TASK PROMPT =>
Recast the rows below as a JSON list of strings, with one string per line and blank lines omitted.

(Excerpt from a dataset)

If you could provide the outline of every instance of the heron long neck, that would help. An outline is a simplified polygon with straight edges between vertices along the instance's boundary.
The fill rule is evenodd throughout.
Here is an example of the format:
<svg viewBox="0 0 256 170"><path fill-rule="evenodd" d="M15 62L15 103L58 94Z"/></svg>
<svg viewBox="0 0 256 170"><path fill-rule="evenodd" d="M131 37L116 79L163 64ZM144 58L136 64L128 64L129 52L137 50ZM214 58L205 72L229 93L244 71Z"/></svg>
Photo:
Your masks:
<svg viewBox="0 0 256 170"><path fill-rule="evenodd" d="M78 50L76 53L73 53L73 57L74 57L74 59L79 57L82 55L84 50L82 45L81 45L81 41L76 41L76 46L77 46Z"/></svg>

SOLVED EXERCISE =>
[
  "If you could provide the outline of every instance of the heron long neck, that would help. An outline is a simplified polygon with straight edges between vertices along the instance's boundary.",
  "The fill rule is evenodd throughout.",
  "Here is an example of the format:",
  "<svg viewBox=\"0 0 256 170\"><path fill-rule=\"evenodd\" d=\"M15 62L15 103L58 94Z\"/></svg>",
  "<svg viewBox=\"0 0 256 170\"><path fill-rule=\"evenodd\" d=\"M131 37L116 79L163 64ZM144 58L136 64L128 64L129 52L137 50ZM214 58L205 72L229 93L244 71Z\"/></svg>",
  "Photo:",
  "Your masks:",
  "<svg viewBox=\"0 0 256 170\"><path fill-rule=\"evenodd\" d=\"M78 50L76 53L73 53L73 57L74 57L74 59L79 57L82 55L84 50L82 45L81 45L81 41L76 41L76 46L77 46Z\"/></svg>"
]